## [EXERCISE PROMPT]
Copy the lines verbatim, beginning with the line that contains "TARGET = green grass lawn" and continuing through the end of the data, and only those lines.

## [MATERIAL SUPPLIED]
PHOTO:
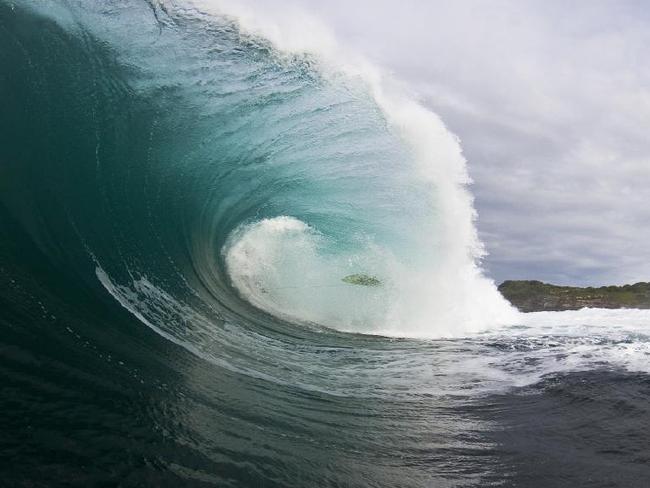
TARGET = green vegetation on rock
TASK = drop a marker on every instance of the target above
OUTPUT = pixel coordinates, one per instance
(535, 296)
(361, 279)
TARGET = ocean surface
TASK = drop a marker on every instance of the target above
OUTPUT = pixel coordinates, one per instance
(182, 189)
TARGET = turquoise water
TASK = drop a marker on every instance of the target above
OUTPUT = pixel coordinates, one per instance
(179, 201)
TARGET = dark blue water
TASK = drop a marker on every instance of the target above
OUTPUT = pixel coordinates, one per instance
(137, 145)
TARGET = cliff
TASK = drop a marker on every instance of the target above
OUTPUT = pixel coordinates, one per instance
(535, 296)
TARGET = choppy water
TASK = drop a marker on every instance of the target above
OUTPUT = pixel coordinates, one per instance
(179, 200)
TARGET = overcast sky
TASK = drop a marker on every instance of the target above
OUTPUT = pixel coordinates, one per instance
(551, 100)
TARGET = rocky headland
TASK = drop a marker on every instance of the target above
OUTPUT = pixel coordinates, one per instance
(536, 296)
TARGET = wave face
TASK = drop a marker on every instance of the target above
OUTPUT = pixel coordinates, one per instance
(164, 167)
(225, 174)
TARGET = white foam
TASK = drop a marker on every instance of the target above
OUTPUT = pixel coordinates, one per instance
(449, 295)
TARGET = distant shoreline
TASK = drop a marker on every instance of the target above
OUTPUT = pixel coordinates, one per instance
(536, 296)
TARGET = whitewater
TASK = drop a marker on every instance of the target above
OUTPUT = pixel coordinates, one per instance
(183, 186)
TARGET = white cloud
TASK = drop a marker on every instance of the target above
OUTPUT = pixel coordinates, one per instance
(551, 100)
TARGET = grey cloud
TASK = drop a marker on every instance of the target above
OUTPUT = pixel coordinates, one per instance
(551, 100)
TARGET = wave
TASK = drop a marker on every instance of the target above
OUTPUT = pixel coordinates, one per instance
(242, 181)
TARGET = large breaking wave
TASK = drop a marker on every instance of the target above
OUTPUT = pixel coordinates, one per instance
(223, 172)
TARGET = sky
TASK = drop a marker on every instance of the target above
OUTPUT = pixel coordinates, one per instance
(551, 101)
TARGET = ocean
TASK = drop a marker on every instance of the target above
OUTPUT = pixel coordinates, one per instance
(181, 196)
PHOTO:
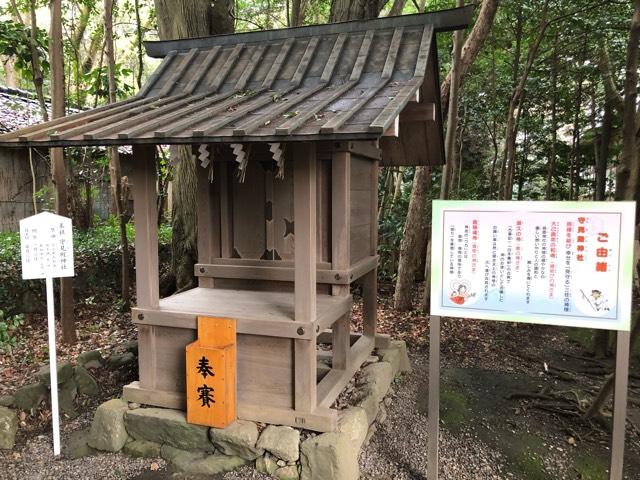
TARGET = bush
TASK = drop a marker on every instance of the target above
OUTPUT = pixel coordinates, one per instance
(9, 337)
(96, 260)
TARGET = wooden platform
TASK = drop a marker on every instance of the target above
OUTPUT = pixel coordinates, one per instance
(256, 313)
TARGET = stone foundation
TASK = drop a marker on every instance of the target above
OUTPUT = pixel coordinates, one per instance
(285, 453)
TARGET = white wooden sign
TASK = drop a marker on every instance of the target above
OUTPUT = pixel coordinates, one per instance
(46, 246)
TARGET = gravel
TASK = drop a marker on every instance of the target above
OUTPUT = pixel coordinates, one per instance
(398, 450)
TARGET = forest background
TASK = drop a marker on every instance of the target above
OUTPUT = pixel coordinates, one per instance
(539, 98)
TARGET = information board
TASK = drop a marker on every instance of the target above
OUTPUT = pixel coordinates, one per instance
(46, 245)
(557, 263)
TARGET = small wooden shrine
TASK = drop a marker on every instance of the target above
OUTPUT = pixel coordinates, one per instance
(288, 128)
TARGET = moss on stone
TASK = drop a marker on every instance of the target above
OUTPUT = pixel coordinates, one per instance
(454, 409)
(590, 467)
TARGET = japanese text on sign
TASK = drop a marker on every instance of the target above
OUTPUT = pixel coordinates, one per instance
(47, 246)
(565, 263)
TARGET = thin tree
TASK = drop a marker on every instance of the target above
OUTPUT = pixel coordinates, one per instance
(57, 161)
(416, 220)
(119, 188)
(515, 104)
(449, 168)
(554, 119)
(628, 181)
(185, 19)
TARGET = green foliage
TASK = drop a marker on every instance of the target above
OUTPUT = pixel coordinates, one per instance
(9, 331)
(97, 79)
(15, 42)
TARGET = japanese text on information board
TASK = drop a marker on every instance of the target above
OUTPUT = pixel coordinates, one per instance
(564, 263)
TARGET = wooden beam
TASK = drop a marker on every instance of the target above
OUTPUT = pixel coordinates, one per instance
(304, 195)
(320, 420)
(418, 112)
(341, 248)
(146, 225)
(226, 210)
(282, 271)
(208, 220)
(332, 384)
(394, 129)
(179, 319)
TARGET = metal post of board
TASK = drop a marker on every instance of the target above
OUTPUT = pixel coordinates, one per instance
(620, 406)
(434, 397)
(53, 367)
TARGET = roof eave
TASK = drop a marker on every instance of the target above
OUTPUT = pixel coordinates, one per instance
(442, 21)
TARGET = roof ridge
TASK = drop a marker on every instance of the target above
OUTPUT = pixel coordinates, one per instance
(442, 20)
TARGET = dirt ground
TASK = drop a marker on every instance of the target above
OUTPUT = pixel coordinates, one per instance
(511, 404)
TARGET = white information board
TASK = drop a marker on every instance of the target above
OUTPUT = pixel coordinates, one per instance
(557, 263)
(46, 244)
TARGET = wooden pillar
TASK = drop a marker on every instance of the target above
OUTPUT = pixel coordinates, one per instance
(304, 197)
(208, 204)
(146, 224)
(146, 246)
(226, 210)
(370, 280)
(341, 249)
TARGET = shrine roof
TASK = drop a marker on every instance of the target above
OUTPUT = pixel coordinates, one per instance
(343, 81)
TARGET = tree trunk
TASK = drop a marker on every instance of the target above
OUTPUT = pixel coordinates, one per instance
(515, 69)
(422, 179)
(471, 48)
(574, 173)
(627, 187)
(415, 233)
(57, 160)
(523, 161)
(36, 70)
(298, 10)
(115, 175)
(449, 168)
(513, 113)
(186, 19)
(397, 7)
(554, 118)
(628, 174)
(140, 55)
(414, 237)
(345, 10)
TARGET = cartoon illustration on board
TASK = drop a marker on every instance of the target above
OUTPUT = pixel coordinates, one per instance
(460, 293)
(596, 300)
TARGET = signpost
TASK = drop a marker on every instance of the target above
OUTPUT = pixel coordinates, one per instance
(554, 263)
(46, 246)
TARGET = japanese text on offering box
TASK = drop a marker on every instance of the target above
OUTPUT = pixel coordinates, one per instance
(544, 262)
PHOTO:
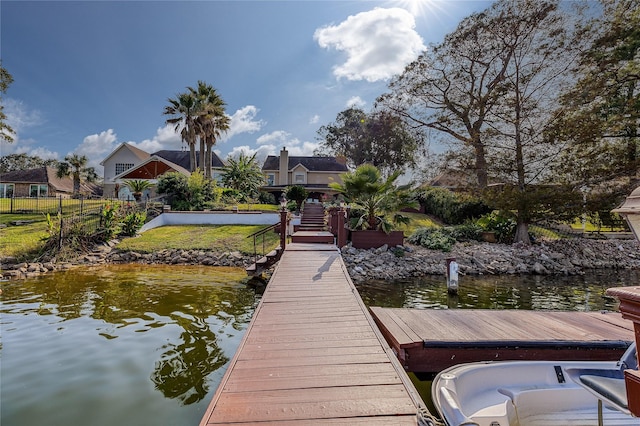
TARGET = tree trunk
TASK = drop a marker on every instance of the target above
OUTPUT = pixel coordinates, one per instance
(522, 233)
(207, 158)
(481, 165)
(192, 156)
(202, 153)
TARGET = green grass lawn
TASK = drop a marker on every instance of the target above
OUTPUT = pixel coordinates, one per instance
(201, 237)
(418, 220)
(23, 240)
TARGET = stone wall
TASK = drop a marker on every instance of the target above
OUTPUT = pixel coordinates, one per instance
(568, 257)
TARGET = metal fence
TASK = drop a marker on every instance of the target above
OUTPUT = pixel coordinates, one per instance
(51, 205)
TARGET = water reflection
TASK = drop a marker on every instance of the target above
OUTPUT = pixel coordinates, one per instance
(71, 339)
(579, 293)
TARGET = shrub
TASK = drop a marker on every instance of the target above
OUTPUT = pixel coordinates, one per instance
(467, 232)
(452, 208)
(266, 198)
(433, 238)
(132, 223)
(502, 224)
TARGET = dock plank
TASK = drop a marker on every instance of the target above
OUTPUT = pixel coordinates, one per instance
(312, 354)
(430, 340)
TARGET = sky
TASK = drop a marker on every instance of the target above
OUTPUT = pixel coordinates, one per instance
(90, 75)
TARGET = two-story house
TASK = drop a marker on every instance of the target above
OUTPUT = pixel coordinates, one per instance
(313, 173)
(128, 162)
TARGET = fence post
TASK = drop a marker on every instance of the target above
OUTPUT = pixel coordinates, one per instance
(60, 235)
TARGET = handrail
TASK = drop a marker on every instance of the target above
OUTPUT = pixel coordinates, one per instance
(263, 230)
(255, 235)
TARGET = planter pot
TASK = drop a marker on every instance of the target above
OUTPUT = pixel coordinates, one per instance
(489, 237)
(375, 239)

## [SOLVED EXERCISE]
TARGET = green grass lawn
TASK = drop a marker on every instance of the target above
OUTPUT = pixel coordinates, one per instance
(201, 237)
(418, 220)
(23, 240)
TARGET = stone wall
TASK = drop a marker on every instance of the target above
OUTPUT = pixel coordinates, one per instance
(568, 257)
TARGET = metal fence
TASK = drop a marker on every instance of the target above
OUTPUT = pixel coordinates, one per instance
(51, 205)
TARGET = water reflection
TASK = drop a marker on every instance of the target above
OUTPUT = pixel coordinates, one per instance
(71, 339)
(579, 293)
TARGET = shrub
TASK = drop a marker on every instance of the target above
OUTPUT = pixel coordinates, one per instance
(467, 232)
(452, 208)
(266, 198)
(433, 238)
(132, 223)
(502, 224)
TARGET = dock plank
TASK = drop a marker on every instance of the target above
OUTPUT = pixel coordinates, one per instance
(312, 354)
(430, 340)
TARGET = sky
TASK = drop a marker on every instance of the target above
OUTPUT = pixel coordinates, one per instance
(90, 75)
TARGET = two-story house
TASK = drop a marker on every instance of the target above
OUTPUT = pixel coordinates, one per instance
(313, 173)
(128, 162)
TARGET = fence post
TASK = drop a marker on every instance of the target above
OUTPUT = pixel coordinates, one per instance
(60, 235)
TARGET = handrail
TASK = drop a marker on every instance of the target above
OUTPUT = pixel coordinates, one per instance
(263, 230)
(255, 235)
TARGET = planter pot
TASK = drop a marker on every instance of the target above
OUTPUT = pixel coordinates, one per instance
(489, 237)
(375, 239)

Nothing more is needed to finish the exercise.